• Stated task:
Please transcribe the records precisely; pictures stay out of your copy.

• Given entries:
********

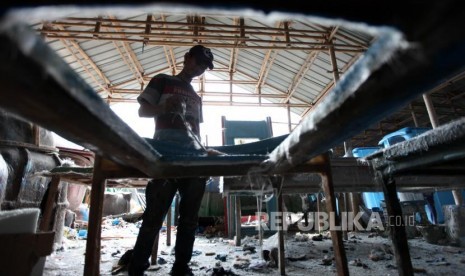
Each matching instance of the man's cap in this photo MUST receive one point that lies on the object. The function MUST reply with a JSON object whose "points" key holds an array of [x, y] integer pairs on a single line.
{"points": [[202, 53]]}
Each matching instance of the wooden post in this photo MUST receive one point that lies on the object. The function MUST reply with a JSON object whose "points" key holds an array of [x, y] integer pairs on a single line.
{"points": [[397, 232], [168, 227], [92, 260], [238, 220], [154, 256], [281, 261], [336, 236], [49, 201]]}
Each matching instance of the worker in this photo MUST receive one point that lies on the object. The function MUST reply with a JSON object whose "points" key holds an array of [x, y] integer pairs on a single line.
{"points": [[177, 111]]}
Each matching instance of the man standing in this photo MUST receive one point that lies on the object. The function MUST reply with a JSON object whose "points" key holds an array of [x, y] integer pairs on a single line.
{"points": [[177, 111]]}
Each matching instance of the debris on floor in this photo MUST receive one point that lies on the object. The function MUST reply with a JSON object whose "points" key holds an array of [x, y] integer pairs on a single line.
{"points": [[215, 255]]}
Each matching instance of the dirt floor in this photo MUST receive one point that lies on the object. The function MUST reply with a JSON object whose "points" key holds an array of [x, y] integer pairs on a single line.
{"points": [[306, 254]]}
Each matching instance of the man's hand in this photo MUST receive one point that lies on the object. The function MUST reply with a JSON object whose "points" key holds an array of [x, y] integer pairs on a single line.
{"points": [[175, 104]]}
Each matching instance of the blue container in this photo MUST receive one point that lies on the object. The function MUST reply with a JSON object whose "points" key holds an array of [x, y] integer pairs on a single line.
{"points": [[401, 135], [372, 199], [364, 151]]}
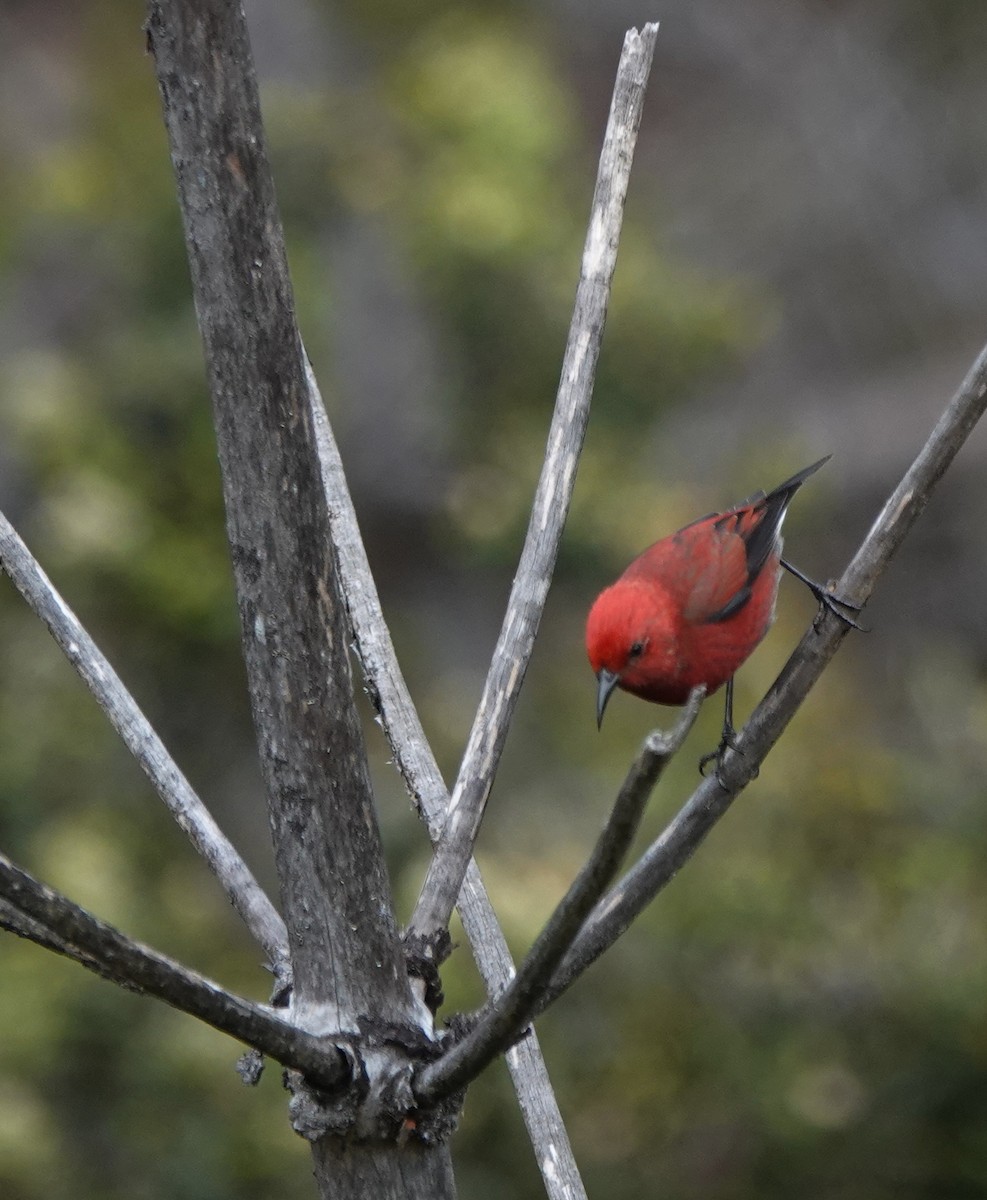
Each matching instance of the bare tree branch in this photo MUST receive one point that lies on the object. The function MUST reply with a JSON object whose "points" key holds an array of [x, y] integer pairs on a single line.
{"points": [[416, 761], [346, 954], [551, 498], [713, 797], [47, 917], [507, 1018], [145, 745]]}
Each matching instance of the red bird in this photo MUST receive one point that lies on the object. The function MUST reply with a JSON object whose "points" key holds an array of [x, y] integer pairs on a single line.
{"points": [[693, 606]]}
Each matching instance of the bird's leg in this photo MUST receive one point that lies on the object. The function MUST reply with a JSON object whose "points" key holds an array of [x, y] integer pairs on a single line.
{"points": [[728, 738], [833, 604]]}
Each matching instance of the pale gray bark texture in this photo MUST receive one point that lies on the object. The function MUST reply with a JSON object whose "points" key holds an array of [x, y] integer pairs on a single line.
{"points": [[346, 955], [551, 497], [246, 895]]}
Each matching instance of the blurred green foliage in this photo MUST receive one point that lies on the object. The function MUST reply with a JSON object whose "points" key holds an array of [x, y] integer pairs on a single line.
{"points": [[801, 1013]]}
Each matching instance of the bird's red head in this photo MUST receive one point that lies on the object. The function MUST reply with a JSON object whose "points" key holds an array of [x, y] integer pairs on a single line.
{"points": [[632, 641]]}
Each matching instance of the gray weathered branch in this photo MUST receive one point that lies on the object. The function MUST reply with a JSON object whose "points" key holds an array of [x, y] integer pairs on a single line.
{"points": [[551, 498], [416, 761], [336, 901], [45, 916], [711, 799], [508, 1015], [145, 745]]}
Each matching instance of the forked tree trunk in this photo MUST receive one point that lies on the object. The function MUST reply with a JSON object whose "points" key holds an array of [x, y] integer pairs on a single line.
{"points": [[345, 949]]}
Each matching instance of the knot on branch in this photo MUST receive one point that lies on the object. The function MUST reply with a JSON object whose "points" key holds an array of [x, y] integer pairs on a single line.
{"points": [[424, 954], [378, 1103]]}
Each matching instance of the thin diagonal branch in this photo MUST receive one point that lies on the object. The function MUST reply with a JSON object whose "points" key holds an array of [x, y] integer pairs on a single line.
{"points": [[245, 893], [416, 761], [51, 919], [508, 1017], [551, 498], [711, 799]]}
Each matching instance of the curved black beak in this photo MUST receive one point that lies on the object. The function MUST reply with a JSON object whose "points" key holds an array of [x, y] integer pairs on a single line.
{"points": [[606, 681]]}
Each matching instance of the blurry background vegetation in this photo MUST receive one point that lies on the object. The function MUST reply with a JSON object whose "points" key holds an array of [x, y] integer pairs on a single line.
{"points": [[803, 270]]}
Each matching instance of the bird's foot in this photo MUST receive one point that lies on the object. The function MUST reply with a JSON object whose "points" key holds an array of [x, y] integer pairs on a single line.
{"points": [[827, 599], [727, 742]]}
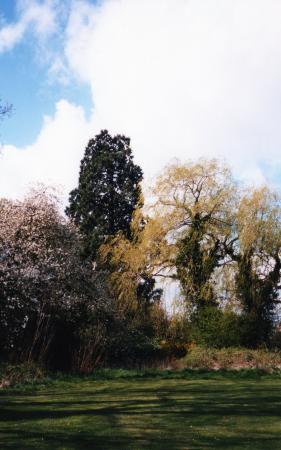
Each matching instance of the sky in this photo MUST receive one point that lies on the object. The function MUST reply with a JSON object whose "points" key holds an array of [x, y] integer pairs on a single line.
{"points": [[183, 79]]}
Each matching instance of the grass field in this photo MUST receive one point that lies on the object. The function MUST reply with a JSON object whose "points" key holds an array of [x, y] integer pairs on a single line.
{"points": [[215, 411]]}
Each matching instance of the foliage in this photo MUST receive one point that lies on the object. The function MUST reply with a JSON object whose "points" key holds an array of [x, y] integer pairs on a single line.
{"points": [[195, 201], [231, 358], [108, 191], [259, 263], [216, 328]]}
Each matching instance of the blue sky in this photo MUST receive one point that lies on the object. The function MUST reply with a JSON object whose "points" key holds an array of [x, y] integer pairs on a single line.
{"points": [[182, 79], [26, 83]]}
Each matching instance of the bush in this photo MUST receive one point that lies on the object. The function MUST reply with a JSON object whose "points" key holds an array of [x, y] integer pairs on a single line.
{"points": [[231, 359], [11, 375], [215, 328]]}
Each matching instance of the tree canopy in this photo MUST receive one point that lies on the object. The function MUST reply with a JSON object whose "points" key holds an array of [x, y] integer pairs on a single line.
{"points": [[108, 191]]}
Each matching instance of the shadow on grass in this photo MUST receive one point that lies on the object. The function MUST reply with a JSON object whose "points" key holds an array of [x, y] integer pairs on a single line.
{"points": [[136, 414]]}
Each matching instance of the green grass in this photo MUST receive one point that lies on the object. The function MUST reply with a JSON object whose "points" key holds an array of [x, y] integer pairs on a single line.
{"points": [[119, 410]]}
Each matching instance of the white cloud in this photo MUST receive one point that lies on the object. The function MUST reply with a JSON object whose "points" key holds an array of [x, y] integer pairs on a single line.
{"points": [[40, 18], [181, 78], [53, 159], [184, 78]]}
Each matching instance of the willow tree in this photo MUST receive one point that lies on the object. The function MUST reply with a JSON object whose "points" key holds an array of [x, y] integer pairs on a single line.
{"points": [[196, 203], [258, 261]]}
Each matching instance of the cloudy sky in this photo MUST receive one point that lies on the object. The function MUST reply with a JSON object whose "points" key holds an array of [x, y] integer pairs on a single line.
{"points": [[182, 78]]}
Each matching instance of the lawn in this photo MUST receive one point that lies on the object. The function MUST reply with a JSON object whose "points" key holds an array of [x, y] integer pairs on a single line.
{"points": [[188, 412]]}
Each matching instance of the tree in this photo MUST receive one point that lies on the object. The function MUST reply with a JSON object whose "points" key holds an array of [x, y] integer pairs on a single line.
{"points": [[195, 202], [258, 262], [108, 191], [45, 287]]}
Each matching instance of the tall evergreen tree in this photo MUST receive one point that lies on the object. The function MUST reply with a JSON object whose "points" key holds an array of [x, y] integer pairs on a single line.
{"points": [[108, 190]]}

********

• Task response:
Each matching instance of the man's cap in this photo MUST receive one point that lies on the object. The function MUST reply with a JSON object whose "points" key holds an array of [x, y] integer pairs on a single line.
{"points": [[202, 53]]}
Each matching instance of the wooden post in this photo MUST receive one point that lies on the object. The function MUST reply with a JSON object whose "points" key holds an array of [x, y] integer pairs on a single line.
{"points": [[397, 232], [168, 227], [92, 260], [238, 220], [154, 256], [281, 261], [336, 236], [49, 201]]}
Each matching instance of the worker in this photo MUST receive one point that lies on the object. The function MUST reply with a JSON object whose "points" key holds an array of [x, y] integer pairs on a single line.
{"points": [[177, 111]]}
Each matching instance of the man standing in this photo MUST receive one point that lies on the object. The function MUST reply with a JSON object whose "points" key holds an array of [x, y] integer pairs on a single line.
{"points": [[177, 111]]}
Each matching instance of the debris on floor in this photo MUST receive one point that lies on the object. The function MUST reply with a JSON object whose "points" key holds an array of [x, y] integer pairs on a single line.
{"points": [[215, 255]]}
Each matching instance of the dirt floor in this photo MUST receive one point that lies on the object. The function MUST reply with a JSON object whose "points" key holds an array of [x, y] integer pairs on a single line.
{"points": [[306, 254]]}
Each matching instance of the man's hand in this photo MUST receive one point that lies on the object. The function MUST reply with a JSON object whose "points" key holds an array of [x, y] integer pairs on a single line.
{"points": [[175, 104]]}
Each matching instance of the blue container in this photo MUST receive one point that lies on the object. The function MUST reply with a JSON object whose "points" key holds an array of [x, y] integer pairs on a single line.
{"points": [[401, 135], [372, 199], [364, 151]]}
Each matching instance of the bare tree branch in this photo MUST receive one point that lies on the object. The function MUST reply with a JSON object whose "points" key holds an array of [x, y] integer pairs on a single line.
{"points": [[416, 761], [346, 954], [551, 498], [713, 797], [47, 917], [507, 1018], [145, 745]]}
Each matching instance of the red bird in this photo MUST receive one point that lies on the object. The function MUST reply with a JSON object whose "points" key holds an array of [x, y] integer pairs on a single line.
{"points": [[693, 606]]}
Each matching instance of the bird's leg in this photo MUST receive one point that lies on the object. The function MUST reply with a JSON object whose "points" key holds an array of [x, y] integer pairs on a single line.
{"points": [[728, 738], [833, 604]]}
Each matching instance of the pale gray bark texture in this photo MUST receive one point that lies on the object. The function MUST reply with a JSON object whose "points" key holds an array of [x, y] integer pairs on a single line.
{"points": [[346, 955], [551, 497], [246, 895]]}
Each matching instance of the blurred green foliage in this photo MUST receive one point that lies on the object. The function MUST reply with a JSON object whose "points" key holds an array of [x, y] integer pairs on a single line.
{"points": [[801, 1013]]}
Each matching instance of the bird's red head in this photo MUST receive one point that lies on the object. The function MUST reply with a JSON object whose "points" key holds an array of [x, y] integer pairs on a single line.
{"points": [[632, 641]]}
Each matching instance of the gray weathered branch in this photo MUST receive one point that lies on the object. The function MUST reply with a JSON object whose "points" key holds an array of [x, y] integer pairs on a single line.
{"points": [[551, 498], [416, 761], [336, 901], [45, 916], [711, 799], [508, 1015], [145, 745]]}
Each matching instance of the forked tree trunk in this photo MUST receive one point that lies on the object. The function MUST reply with a JSON object whose "points" key holds an array of [x, y] integer pairs on a single line.
{"points": [[345, 949]]}
Each matching instance of the knot on branch in this photo MUST receive one point that lies on the object. The function MUST reply with a JSON object whose "points" key holds an array of [x, y] integer pairs on a single line.
{"points": [[424, 954], [378, 1103]]}
Each matching instance of the thin diagonal branch in this photo MUST receive one point that lies on the object. The function MUST reply with a JSON object whose "points" key holds an array of [x, y] integer pairs on a single line.
{"points": [[245, 893], [416, 761], [51, 919], [508, 1017], [551, 498], [711, 799]]}
Each matching instance of the curved black beak in this photo MUST receive one point that lies on the object. The function MUST reply with a JSON object whose "points" key holds an array of [x, y] integer pairs on a single line.
{"points": [[606, 681]]}
Each matching instance of the blurry background vegetation in this photo MUST receive one point that lies on the object. The function MUST reply with a JSON object whose "points" key holds an array of [x, y] integer pairs on a single line.
{"points": [[803, 270]]}
Each matching instance of the bird's foot in this photo MUST receive one point that lies on the object. The function MUST reply with a JSON object whose "points" key holds an array of [x, y] integer pairs on a single line.
{"points": [[827, 599], [727, 742]]}
Each matching instance of the sky in this photo MUST receive one point that lies on the object. The function MUST reply with a JSON object whose "points" key holds an array of [x, y] integer pairs on a single line.
{"points": [[183, 79]]}
Each matching instance of the grass field in this photo MUST receive one point that lies on the object. The function MUST reply with a JSON object whose "points" key holds an array of [x, y] integer pairs on a single line.
{"points": [[215, 411]]}
Each matching instance of the foliage in this photo MUST receive one point that lies on the object. The function MUST reply with a JSON object whose "points" key holds an array of [x, y] integer pairs on a single line.
{"points": [[195, 201], [231, 358], [108, 191], [259, 263], [216, 328]]}
Each matching instance of the blue sky in this photo MUST receive one point that lies on the object. The function MUST reply with a JSON object whose "points" key holds an array of [x, y] integer pairs on a single line.
{"points": [[182, 79], [26, 83]]}
Each matching instance of the bush in this photo MUST receive one point that lies on the object. The function MUST reply with a JSON object whose "points" key holds an array of [x, y] integer pairs on a single line.
{"points": [[231, 359], [11, 375], [215, 328]]}
Each matching instance of the tree canopy in this photo MUST receive one point that lies on the object. The function MUST reply with a JSON object whose "points" key holds an array of [x, y] integer pairs on a single line.
{"points": [[108, 191]]}
Each matching instance of the shadow on grass in this photo MUST receive one point that lies on the object. The function MUST reply with a JSON object whose "points" key holds an array of [x, y] integer pairs on a single line.
{"points": [[136, 414]]}
Each matching instance of the green grass in this photo MUST receive one point that lies on the object. The function MUST reply with a JSON object whose "points" key holds an array of [x, y] integer pairs on a single line.
{"points": [[119, 410]]}
Each matching instance of the white cloud in this photo MUST receive one point that lies on the object. The function MUST reply with a JSON object whose "points" key holds an array of [x, y] integer pairs on a single line.
{"points": [[40, 18], [181, 78], [53, 159], [184, 78]]}
Each matching instance of the willow tree in this photo MUST receive one point that lies on the object. The function MUST reply with a JSON object whose "points" key holds an array of [x, y] integer pairs on a single line.
{"points": [[196, 203], [258, 261]]}
Each matching instance of the cloudy sky in this photo MUST receive one point that lies on the object. The function MUST reply with a JSON object whose "points" key holds an array of [x, y] integer pairs on a single line.
{"points": [[182, 78]]}
Each matching instance of the lawn in this photo MUST receive one point that lies on the object. The function MUST reply with a JSON object whose "points" key holds an array of [x, y] integer pairs on a single line.
{"points": [[188, 412]]}
Each matching instance of the tree in this photo MUST receive one point that lies on the object. The function MUST reply with a JSON object whose "points" key holds an array of [x, y] integer pairs on a single line.
{"points": [[195, 202], [258, 262], [108, 191], [45, 287]]}
Each matching instance of the tall evergreen tree in this photo MUST receive one point that lies on the object. The function MUST reply with a JSON object whose "points" key holds an array of [x, y] integer pairs on a single line.
{"points": [[108, 190]]}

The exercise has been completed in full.